[What is required] Rewrite the lines below, from the line containing "Keypoint guideline: for each instance of the blue sleeve" through the end of the records, inclusive, replacing "place one dot" with "mark a single point" and leaving everything else unchanged. Omit the pictures from your answer.

[Material for the task]
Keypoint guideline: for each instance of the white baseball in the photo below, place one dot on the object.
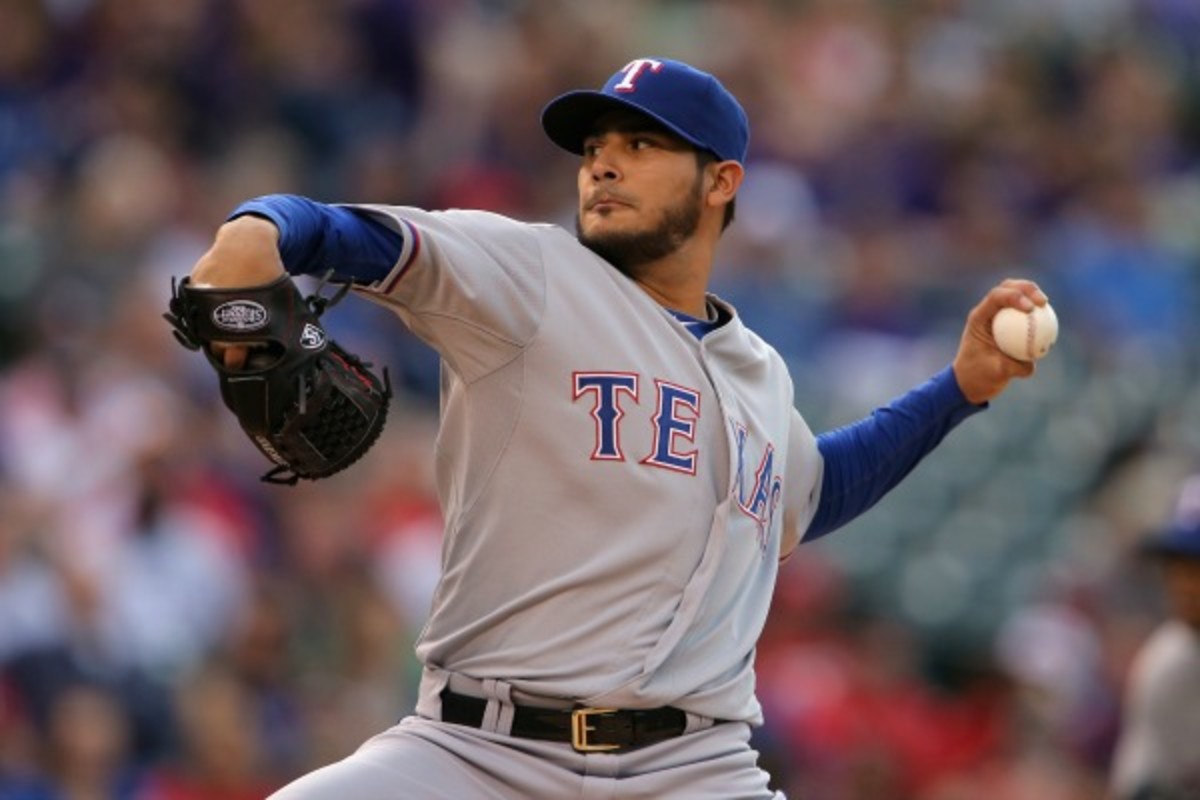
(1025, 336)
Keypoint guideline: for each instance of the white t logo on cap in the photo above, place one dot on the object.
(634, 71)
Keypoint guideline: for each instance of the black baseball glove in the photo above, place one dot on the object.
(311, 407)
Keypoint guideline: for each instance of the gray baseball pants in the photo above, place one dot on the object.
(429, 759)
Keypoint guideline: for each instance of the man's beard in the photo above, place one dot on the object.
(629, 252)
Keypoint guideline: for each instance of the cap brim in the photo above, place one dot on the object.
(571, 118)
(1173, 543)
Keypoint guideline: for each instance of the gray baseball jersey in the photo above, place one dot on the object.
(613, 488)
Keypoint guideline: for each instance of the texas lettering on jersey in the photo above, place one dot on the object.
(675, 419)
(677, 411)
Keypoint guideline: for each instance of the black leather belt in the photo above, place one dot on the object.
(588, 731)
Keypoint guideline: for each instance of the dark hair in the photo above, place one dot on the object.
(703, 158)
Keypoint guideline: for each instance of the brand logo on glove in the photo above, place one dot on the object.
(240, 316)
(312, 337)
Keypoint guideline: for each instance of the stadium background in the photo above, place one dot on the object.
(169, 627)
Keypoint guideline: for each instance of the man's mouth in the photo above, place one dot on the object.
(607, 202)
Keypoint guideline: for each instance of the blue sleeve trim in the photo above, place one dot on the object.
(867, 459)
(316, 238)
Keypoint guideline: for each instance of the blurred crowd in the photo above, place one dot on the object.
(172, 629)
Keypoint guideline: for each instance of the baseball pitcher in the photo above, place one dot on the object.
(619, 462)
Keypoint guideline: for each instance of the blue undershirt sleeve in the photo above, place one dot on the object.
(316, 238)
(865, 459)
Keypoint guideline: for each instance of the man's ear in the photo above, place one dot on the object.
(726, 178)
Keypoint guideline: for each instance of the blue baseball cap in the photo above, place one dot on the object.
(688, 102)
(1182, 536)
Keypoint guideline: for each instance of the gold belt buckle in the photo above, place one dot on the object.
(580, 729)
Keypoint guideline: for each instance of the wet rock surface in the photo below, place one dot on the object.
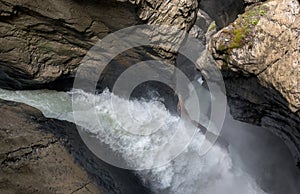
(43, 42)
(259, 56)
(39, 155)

[Response to the exercise]
Keypoint guideline: for each instance of the blue sleeve trim in the photo above, mark a single point on the object.
(867, 459)
(316, 238)
Keypoint guideline: for each instance of the blurred crowd in the photo above, mark a single point on the object.
(172, 629)
Keypoint guideline: for each instance of the baseball pitcher in the photo above, mark a single point on the object.
(619, 462)
Keypoint guideline: for each instance of the blue undershirt sleeve in the photo above, mark a single point on the object.
(316, 238)
(865, 459)
Keypoint guideline: for each instance of the man's ear in the photo above, mark a single point on the object.
(726, 178)
Keypoint guideline: for each instance of the blue baseball cap in the photo above, mark a single point on the object.
(688, 102)
(1182, 536)
Keypoint guideline: for each instance of the gold belt buckle in the photo above, mark a single point on the object.
(580, 729)
Keypoint guideline: for each instance of the wet rock surface in the photo below, mark a single point on the object.
(43, 42)
(259, 56)
(39, 155)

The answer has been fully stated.